DIRECTIVE =
Please write out every line from the one containing "Task: point to every instance of the cleaning" down to the end of the records, adding 144 to each coordinate in the answers.

MATERIAL FOR THIS TASK =
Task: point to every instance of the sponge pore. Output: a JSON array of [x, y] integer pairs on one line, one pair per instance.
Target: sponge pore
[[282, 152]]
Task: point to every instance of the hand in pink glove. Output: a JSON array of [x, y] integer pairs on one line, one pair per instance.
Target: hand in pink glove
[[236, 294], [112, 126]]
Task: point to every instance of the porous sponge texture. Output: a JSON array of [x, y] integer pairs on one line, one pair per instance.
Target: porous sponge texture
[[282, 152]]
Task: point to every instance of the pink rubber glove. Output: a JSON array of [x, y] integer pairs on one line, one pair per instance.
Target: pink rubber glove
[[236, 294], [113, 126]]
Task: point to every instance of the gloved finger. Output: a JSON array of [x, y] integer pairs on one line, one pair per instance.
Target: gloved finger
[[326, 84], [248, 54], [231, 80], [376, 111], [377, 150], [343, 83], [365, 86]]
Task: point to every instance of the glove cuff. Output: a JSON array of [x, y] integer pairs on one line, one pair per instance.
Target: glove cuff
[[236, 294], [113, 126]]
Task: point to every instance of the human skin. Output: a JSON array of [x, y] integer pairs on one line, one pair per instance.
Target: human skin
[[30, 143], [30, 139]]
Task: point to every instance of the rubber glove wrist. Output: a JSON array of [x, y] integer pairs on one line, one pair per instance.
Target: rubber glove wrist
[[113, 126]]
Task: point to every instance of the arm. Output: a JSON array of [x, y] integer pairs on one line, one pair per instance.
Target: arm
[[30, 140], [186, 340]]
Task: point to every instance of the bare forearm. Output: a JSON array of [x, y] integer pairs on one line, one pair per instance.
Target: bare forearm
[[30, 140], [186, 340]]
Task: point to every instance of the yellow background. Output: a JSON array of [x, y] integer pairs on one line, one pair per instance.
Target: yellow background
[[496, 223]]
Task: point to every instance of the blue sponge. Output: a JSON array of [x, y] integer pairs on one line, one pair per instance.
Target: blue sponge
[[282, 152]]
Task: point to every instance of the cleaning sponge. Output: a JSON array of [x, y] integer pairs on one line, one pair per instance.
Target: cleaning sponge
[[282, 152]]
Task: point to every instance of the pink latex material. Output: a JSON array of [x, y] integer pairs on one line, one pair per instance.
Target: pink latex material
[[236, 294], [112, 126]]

ANSWER TO THE PROBLEM =
Task: point to every instance of the cleaning sponge. Output: a JSON array of [x, y] integer pairs on one line, one pair per instance.
Target: cleaning sponge
[[426, 296]]
Task: point to every instance of the pink latex material. Output: a JSON array of [x, y] integer pairs on one line, one pair per instance.
Target: pink latex material
[[380, 438], [256, 270]]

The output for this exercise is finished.